*What is expected*.
Find the lines of the data below that include "each". Report their number only.

Segmentation mask data:
════════════════════

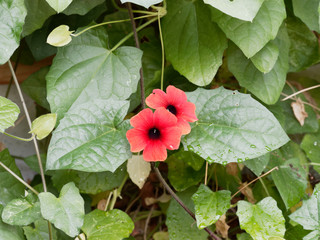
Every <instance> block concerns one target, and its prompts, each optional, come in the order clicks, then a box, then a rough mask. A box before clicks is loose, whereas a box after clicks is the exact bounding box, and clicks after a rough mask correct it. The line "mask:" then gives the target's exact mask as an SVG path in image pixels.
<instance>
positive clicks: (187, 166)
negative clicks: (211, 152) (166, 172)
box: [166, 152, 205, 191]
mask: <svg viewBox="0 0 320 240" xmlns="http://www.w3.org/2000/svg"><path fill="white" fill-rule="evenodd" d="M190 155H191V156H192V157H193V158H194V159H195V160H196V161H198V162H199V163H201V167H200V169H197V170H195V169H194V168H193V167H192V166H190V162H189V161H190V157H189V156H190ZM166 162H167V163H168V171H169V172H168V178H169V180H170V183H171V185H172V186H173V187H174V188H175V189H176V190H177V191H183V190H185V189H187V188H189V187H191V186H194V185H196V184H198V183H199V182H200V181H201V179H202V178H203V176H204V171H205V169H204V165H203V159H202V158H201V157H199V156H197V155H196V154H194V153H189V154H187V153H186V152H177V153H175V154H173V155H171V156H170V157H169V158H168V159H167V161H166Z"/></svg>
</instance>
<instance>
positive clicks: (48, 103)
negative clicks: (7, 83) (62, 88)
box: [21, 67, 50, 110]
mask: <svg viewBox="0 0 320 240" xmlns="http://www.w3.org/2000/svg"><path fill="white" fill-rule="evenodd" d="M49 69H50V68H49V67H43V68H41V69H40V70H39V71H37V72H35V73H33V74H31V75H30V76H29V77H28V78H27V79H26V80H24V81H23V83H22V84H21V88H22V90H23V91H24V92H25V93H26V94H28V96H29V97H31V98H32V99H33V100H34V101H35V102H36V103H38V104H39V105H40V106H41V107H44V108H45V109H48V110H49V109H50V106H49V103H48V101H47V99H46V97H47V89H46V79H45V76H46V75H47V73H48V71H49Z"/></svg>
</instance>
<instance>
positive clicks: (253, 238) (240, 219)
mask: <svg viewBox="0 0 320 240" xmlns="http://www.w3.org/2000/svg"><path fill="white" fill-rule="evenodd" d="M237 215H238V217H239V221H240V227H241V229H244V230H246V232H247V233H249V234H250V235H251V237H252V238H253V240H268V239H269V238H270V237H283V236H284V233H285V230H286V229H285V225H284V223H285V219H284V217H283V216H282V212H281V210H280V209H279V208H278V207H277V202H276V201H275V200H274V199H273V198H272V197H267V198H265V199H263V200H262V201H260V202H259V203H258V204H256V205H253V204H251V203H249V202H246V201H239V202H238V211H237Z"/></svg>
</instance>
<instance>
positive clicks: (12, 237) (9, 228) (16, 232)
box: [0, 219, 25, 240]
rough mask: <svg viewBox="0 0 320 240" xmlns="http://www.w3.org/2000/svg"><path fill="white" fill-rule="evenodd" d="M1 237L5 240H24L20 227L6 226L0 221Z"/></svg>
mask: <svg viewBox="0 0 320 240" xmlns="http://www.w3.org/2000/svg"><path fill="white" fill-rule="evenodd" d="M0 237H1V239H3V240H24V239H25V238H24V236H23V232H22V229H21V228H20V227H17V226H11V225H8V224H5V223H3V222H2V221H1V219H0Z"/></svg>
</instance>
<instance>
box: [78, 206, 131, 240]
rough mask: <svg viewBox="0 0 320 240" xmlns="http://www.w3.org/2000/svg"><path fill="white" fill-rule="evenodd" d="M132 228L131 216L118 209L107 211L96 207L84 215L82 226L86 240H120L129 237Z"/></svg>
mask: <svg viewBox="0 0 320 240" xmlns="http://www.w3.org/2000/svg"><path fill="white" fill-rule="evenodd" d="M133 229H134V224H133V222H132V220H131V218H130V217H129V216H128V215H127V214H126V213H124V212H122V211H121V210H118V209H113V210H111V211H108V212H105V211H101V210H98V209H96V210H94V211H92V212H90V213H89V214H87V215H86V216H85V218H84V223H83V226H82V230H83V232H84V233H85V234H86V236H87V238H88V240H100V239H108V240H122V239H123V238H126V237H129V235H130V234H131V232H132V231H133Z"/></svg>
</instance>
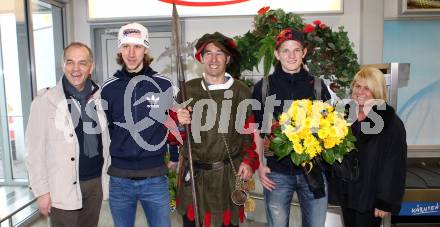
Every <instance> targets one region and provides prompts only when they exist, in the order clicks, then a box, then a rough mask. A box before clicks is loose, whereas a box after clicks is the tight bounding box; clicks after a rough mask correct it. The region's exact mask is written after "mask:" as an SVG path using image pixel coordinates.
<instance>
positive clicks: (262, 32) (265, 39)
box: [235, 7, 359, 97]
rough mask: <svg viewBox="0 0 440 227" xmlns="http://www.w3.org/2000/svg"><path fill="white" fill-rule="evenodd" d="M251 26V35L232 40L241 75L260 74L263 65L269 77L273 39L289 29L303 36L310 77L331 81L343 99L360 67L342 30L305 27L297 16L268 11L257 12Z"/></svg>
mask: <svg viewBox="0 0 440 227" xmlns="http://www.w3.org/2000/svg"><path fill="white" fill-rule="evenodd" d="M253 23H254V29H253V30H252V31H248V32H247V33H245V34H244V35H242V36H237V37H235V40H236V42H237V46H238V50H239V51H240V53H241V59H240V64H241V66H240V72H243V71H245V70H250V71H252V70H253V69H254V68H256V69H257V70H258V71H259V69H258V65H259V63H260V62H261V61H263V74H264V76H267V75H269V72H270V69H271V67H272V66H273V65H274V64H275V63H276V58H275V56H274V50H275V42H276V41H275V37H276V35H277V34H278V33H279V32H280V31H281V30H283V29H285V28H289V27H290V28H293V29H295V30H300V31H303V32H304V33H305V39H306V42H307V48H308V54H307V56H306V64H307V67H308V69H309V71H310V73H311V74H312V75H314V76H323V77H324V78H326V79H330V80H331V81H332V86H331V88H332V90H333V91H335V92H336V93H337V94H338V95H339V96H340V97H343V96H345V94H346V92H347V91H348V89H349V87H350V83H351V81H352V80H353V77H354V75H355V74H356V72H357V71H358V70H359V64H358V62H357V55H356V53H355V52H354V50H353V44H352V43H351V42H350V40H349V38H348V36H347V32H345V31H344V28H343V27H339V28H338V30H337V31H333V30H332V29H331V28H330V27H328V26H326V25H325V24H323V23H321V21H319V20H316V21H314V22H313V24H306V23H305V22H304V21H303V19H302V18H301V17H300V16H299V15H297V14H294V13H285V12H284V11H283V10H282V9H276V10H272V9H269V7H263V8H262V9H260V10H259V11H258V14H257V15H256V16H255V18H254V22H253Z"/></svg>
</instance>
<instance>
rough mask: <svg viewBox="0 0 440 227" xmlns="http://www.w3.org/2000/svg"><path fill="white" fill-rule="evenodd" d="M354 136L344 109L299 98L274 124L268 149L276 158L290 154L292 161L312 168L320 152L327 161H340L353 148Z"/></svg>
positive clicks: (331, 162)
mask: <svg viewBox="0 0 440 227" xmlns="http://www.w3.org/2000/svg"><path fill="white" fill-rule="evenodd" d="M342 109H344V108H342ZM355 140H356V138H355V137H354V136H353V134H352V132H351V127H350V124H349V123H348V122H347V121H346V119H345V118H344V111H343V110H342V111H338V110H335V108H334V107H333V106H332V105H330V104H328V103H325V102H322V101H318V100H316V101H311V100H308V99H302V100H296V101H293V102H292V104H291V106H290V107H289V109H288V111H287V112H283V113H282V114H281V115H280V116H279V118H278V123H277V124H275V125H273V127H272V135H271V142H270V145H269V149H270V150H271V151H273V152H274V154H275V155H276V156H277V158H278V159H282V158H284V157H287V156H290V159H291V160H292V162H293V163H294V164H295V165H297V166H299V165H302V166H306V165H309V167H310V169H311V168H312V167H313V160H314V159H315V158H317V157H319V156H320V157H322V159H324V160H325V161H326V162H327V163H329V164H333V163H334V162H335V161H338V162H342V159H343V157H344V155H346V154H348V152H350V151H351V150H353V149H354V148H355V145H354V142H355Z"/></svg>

════════════════════

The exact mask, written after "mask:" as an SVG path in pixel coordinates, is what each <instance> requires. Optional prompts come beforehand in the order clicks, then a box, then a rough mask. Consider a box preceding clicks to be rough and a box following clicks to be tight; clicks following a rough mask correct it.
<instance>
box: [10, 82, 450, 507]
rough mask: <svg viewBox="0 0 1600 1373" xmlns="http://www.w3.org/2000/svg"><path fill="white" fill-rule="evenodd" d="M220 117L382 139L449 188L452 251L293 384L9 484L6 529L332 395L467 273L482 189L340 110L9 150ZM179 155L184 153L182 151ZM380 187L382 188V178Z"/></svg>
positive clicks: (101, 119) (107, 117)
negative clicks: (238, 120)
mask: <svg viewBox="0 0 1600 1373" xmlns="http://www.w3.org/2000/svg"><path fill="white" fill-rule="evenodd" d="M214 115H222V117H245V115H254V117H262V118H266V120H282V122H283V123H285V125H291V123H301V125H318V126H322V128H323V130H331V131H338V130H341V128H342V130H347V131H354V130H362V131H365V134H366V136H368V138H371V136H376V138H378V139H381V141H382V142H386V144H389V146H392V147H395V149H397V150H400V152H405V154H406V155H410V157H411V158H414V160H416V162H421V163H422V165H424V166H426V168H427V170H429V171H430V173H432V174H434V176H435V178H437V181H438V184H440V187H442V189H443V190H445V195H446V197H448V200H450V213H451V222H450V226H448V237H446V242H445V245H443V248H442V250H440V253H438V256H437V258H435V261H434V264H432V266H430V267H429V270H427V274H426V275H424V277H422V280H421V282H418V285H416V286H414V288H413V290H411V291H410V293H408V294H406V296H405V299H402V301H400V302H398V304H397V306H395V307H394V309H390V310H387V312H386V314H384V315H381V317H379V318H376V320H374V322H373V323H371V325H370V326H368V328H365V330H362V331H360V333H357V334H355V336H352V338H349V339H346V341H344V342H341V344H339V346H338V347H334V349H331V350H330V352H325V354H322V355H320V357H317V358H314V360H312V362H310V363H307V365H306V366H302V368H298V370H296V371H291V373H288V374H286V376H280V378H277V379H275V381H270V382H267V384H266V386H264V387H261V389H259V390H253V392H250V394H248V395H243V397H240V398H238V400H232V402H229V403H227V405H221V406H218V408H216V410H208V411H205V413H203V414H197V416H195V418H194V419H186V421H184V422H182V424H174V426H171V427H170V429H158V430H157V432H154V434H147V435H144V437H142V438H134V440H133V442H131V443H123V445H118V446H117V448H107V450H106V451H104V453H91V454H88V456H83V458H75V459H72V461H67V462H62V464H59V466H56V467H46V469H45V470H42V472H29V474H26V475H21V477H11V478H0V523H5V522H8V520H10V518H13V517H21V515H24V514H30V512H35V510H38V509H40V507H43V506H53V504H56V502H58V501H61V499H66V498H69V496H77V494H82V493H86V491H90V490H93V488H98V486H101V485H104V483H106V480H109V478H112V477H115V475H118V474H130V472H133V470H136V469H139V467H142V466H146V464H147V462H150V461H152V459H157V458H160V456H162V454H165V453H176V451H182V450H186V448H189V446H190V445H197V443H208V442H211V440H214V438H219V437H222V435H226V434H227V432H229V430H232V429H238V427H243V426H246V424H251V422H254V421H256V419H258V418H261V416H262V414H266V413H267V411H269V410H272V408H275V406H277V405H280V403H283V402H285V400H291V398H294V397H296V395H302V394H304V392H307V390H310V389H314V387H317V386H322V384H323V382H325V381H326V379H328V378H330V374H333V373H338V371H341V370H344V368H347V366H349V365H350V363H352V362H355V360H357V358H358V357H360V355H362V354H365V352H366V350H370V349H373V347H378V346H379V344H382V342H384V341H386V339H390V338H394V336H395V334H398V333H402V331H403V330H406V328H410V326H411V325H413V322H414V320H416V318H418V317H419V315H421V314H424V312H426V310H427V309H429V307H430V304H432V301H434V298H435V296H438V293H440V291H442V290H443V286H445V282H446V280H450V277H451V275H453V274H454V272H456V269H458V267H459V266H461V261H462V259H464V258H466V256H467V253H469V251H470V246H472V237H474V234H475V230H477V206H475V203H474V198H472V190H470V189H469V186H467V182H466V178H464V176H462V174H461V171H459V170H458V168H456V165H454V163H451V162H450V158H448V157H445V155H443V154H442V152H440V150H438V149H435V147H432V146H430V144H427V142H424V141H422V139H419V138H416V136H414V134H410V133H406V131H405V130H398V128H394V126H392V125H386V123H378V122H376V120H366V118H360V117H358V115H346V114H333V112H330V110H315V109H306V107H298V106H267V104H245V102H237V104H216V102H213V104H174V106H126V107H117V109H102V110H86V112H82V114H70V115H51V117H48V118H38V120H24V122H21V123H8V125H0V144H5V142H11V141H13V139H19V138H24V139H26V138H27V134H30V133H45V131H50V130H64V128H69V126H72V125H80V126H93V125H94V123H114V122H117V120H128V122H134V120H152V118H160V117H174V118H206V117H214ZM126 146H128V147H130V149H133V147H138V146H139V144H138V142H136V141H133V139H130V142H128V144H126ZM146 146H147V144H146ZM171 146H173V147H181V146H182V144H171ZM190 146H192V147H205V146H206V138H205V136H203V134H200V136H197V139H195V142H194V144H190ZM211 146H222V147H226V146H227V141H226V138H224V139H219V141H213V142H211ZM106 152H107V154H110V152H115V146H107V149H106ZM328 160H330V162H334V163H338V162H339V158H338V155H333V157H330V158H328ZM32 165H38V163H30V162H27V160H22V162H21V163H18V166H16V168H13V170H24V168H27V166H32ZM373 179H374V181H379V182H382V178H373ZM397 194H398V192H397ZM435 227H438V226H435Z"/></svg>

════════════════════

*The completed task*.
2